CHALLENGE 1:
Repeat the part of the piece on electrical weed control that begins at the words "As a definitive" and stops after "differences among cultures.", swapping "glyphosate" for "chemical sprays".
CHALLENGE 2:
Write the next part of the piece on electrical weed control, picking up after its last sentence.

SELECTED EXTRACT:

As a definitive ban on the use of glyphosate looms on the horizon, many farmers are looking for alternatives to glyphosate and other chemical herbicides. One method that has so far been used more in organic farming is electrical weed control.
Control the weeds in three steps
The French Institut du Végétal (Arvalis) has tested the electric weed control method since 2018. The focus is on the effectiveness of weed eradication. The tests took place near the French city of Metz, using the Xpower device with the Electroherb process from the Zasso company.
The weeds were eradicated during tests at 2 km/h, 4 km/h, and 7 km/h. For comparison, the control plot was treated with glyphosate. After 37 days, the researchers examined how effective the procedures were. There were clear differences among cultures.

DATA SUPPLIED:
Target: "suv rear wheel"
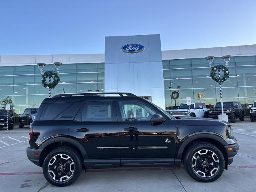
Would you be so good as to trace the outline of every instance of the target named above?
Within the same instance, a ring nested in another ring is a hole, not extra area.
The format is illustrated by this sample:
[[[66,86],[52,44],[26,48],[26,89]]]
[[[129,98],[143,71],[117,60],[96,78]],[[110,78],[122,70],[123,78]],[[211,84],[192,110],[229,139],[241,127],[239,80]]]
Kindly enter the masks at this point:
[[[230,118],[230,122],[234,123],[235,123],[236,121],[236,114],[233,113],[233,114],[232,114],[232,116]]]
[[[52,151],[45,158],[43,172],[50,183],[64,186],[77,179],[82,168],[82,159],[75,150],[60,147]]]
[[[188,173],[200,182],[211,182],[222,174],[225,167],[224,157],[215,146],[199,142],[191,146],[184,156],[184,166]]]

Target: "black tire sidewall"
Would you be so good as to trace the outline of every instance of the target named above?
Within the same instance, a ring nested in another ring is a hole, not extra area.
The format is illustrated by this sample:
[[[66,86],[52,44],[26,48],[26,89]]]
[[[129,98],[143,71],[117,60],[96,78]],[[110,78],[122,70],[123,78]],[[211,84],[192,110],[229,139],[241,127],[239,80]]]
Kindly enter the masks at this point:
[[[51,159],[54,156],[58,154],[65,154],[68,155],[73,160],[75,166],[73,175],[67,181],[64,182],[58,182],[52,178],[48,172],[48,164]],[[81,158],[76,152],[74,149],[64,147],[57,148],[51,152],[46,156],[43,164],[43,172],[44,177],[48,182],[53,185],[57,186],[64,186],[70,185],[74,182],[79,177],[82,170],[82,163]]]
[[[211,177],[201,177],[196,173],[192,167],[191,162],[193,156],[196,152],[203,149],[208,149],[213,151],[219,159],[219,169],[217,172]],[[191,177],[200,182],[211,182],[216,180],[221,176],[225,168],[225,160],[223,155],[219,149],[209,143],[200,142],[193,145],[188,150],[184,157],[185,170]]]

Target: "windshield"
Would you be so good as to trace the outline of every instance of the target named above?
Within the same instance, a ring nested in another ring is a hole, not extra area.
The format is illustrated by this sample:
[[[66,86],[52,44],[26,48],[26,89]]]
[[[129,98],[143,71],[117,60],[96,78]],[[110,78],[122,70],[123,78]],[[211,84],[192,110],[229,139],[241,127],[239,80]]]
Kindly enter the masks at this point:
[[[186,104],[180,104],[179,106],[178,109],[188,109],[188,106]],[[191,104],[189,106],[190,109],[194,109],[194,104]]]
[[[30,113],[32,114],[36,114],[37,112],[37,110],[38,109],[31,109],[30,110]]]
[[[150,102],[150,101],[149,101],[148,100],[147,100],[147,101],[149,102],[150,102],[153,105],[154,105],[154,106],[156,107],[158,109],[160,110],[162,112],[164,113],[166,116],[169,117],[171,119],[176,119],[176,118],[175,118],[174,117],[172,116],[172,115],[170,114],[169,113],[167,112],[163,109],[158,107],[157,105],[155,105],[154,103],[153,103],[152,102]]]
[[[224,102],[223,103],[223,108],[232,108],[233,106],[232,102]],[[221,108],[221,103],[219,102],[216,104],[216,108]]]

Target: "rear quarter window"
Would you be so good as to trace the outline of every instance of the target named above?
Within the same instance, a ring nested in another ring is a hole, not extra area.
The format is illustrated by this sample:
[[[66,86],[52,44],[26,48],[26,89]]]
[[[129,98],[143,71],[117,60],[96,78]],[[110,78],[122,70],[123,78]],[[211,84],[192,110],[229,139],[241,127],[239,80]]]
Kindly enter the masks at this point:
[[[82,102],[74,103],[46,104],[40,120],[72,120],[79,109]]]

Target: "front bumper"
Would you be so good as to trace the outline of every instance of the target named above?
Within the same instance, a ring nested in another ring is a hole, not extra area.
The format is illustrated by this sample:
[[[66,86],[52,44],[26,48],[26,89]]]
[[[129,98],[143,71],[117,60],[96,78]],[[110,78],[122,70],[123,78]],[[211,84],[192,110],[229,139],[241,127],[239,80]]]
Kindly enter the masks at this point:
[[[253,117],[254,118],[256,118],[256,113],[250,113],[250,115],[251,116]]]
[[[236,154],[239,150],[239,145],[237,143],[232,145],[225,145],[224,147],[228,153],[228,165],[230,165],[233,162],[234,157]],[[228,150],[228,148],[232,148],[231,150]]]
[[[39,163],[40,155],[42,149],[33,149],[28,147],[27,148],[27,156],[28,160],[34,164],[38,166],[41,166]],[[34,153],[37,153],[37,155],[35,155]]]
==
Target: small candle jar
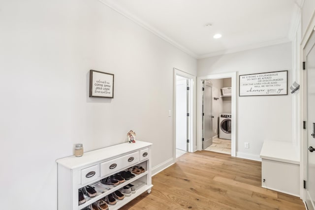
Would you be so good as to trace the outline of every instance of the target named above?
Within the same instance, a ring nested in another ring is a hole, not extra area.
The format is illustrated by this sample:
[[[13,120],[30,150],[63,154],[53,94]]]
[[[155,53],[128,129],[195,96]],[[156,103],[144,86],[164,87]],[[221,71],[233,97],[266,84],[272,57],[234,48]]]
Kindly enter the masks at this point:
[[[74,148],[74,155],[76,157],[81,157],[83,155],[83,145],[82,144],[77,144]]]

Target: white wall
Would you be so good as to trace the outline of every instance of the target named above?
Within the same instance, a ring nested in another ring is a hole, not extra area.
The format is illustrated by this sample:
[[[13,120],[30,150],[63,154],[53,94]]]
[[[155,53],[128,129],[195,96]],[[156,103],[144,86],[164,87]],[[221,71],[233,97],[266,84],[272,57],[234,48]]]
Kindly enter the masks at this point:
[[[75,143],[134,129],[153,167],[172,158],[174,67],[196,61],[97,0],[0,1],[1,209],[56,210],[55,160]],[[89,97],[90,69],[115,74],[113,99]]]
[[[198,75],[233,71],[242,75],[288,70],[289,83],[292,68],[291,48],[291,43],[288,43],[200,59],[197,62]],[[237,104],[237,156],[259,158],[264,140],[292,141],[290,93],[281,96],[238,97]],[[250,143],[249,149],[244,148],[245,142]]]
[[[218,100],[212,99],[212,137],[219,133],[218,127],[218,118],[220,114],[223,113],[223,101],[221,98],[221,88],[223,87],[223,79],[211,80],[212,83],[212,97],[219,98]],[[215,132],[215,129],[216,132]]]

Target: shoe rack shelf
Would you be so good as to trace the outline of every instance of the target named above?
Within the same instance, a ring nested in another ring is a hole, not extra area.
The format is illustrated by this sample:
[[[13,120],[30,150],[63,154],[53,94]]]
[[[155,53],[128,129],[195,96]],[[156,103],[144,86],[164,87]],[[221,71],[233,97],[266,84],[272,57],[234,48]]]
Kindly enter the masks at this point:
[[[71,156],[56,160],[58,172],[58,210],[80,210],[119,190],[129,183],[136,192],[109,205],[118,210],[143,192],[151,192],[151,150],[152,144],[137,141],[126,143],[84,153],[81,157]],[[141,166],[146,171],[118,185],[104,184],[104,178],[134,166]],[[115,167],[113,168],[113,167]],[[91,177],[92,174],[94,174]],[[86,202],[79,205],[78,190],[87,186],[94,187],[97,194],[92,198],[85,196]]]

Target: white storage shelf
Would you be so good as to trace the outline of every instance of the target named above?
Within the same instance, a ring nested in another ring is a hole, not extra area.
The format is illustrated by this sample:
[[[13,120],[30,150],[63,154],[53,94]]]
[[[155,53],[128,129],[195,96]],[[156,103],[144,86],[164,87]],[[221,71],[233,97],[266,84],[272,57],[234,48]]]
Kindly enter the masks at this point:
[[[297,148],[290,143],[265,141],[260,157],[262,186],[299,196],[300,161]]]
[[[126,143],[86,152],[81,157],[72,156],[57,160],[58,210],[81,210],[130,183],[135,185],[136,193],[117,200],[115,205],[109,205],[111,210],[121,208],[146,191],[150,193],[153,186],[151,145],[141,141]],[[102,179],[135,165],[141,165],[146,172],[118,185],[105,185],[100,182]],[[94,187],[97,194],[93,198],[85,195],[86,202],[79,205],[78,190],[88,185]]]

RESULT 1:
As a definitive ban on the use of chemical sprays looms on the horizon, many farmers are looking for alternatives to chemical sprays and other chemical herbicides. One method that has so far been used more in organic farming is electrical weed control.
Control the weeds in three steps
The French Institut du Végétal (Arvalis) has tested the electric weed control method since 2018. The focus is on the effectiveness of weed eradication. The tests took place near the French city of Metz, using the Xpower device with the Electroherb process from the Zasso company.
The weeds were eradicated during tests at 2 km/h, 4 km/h, and 7 km/h. For comparison, the control plot was treated with chemical sprays. After 37 days, the researchers examined how effective the procedures were. There were clear differences among cultures.

RESULT 2:
Good results in the rapeseed crop but poor in the wheat crop
While glyphosate only killed 45% of weeds in the fall canola crop, the electric process killed nearly 100% at all speeds and was significantly more effective. Also, glyphosate only managed 85% of the weeds in the spring pea crop, while the electric process killed over 90% of the weeds.
The situation was different for cereals. While glyphosate reliably removed all weeds in the wheat crop, the electric device achieved at best 20% effectiveness. In permanent pastures, in the case of clover and red clover, the electric method had almost no effect in the spring.
In autumn, however, the method performed better, at least for clover and red clover, with more than 80% of the plants being removed.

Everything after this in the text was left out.